■ **TEXT EXTRACT**:
-- BEGIN --

List of Subjects in 40 CFR Part 63 Back to Top

Dated: November 4, 2011.

Lisa P. Jackson,

Administrator.

For the reasons stated in the preamble, part 63 of title 40, chapter I, of the Code of Federal Regulations is proposed to be amended as follows:

begin regulatory text

PART 63—[AMENDED] Back to Top

1. The authority citation for part 63 continues to read as follows:

Authority:

42 U.S.C. 7401, et seq.

2. Section 63.14 is amended by:

a. Adding paragraph (b)(69);

b. Revising paragraph (i)(1);

c. Revising paragraph (p)(6) and adding paragraphs (p)(8) and (p)(9); and

d. By adding paragraphs (r)(1) and (r)(2).

§ 63.14 Incorporations by reference.

(b) * * *

(69) ASTM D7520-09, “Standard Test Method for Determining the Opacity in a Plume in an Outdoor Ambient Atmosphere,” IBR approved for § 63.1625(b)(9).

* * * * *

(i) * * *

(1) ANSI/ASME PTC 19.10-1981, “Flue and Exhaust Gas Analyses [Part 10, Instruments and Apparatus],” IBR approved for §§ 63.309(k)(1)(iii), 63.865(b), 63.1625(b)(3)(iii), 63.3166(a)(3), 63.3360(e)(1)(iii), 63.3545(a)(3), 63.3555(a)(3), 63.4166(a)(3), 63.4362(a)(3), 63.4766(a)(3), 63.4965(a)(3), 63.5160(d)(1)(iii), 63.9307(c)(2), 63.9323(a)(3), 63.11148(e)(3)(iii), 63.11155(e)(3), 63.11162(f)(3)(iii) and (f)(4), 63.11163(g)(1)(iii) and (g)(2), 63.11410(j)(1)(iii), 63.11551(a)(2)(i)(C), table 5 to subpart DDDDD of this part, table 1 to subpart ZZZZZ of this part, and table 4 to subpart JJJJJJ of this part.

* * * * *

(p) * * *

(6) SW-846-7471B, Mercury in Solid Or Semisolid Waste (Manual Cold-Vapor Technique), Revision 2, February 2007, in EPA Publication No. SW-846, Test Methods for Evaluating Solid Waste, Physical/Chemical Methods, Third Edition, IBR approved for § 63.1625(b)(10), table 6 to subpart DDDDD of this part and table 5 to subpart JJJJJJ of this part.

* * * * *

(8) SW-846-Method 3052, Microwave Assisted Acid Digestion Of Siliceous and Organically Based Matrices, Revision 0, December 1996, in EPA Publication No. SW-846, Test Methods for Evaluating Solid Waste, Physical/Chemical Methods, Third Edition, IBR approved for § 63.1625(b)(10).

(9) Method 1631, Revision E: Mercury in Water by Oxidation, Purge and Trap, and Cold Vapor Atomic Fluorescence Spectrometry, August 2002 located at: http://water.epa.gov/scitech/methods/cwa/metals/mercury/upload/2007_07_10_methods_;method_mercury_1631.pdf, IBR approved for § 63.1625(b)(10).

(r) The following material is available from the California Air Resources Board (CARB), 1102 Q Street, Sacramento, California 95814, (http://www.arb.ca.gov/testmeth/vol3/M_429.pdf).

-- END --

■ **DATA BLOCK**:
-- BEGIN --

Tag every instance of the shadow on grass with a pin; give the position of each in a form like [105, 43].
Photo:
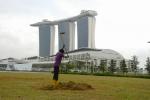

-- END --

■ **JOBS**:
1. Rewrite the paragraph of the amendment text that begins "(6) SW-846-7471B" as a short list, keeping its main facts.
2. Decide whether each statement agrees with the amendment text. Answer yes or no, and quote the deciding words.
(a) The document is dated November 4, 2011.
(b) Method 1631, Revision E, is dated December 1996.
(c) The material in paragraph (r) is available from the California Air Resources Board.

■ **WORKED ANSWERS**:
1.
- Method: SW-846-7471B, Mercury in Solid Or Semisolid Waste (Manual Cold-Vapor Technique)
- Version: Revision 2, February 2007
- Source: EPA Publication No. SW-846, Test Methods for Evaluating Solid Waste, Physical/Chemical Methods, Third Edition
- IBR approved for: § 63.1625(b)(10), table 6 to subpart DDDDD of this part, and table 5 to subpart JJJJJJ of this part

2.
(a) Yes: "Dated: November 4, 2011."
(b) No: "Cold Vapor Atomic Fluorescence Spectrometry, August 2002"
(c) Yes: "The following material is available from the California Air Resources Board (CARB)"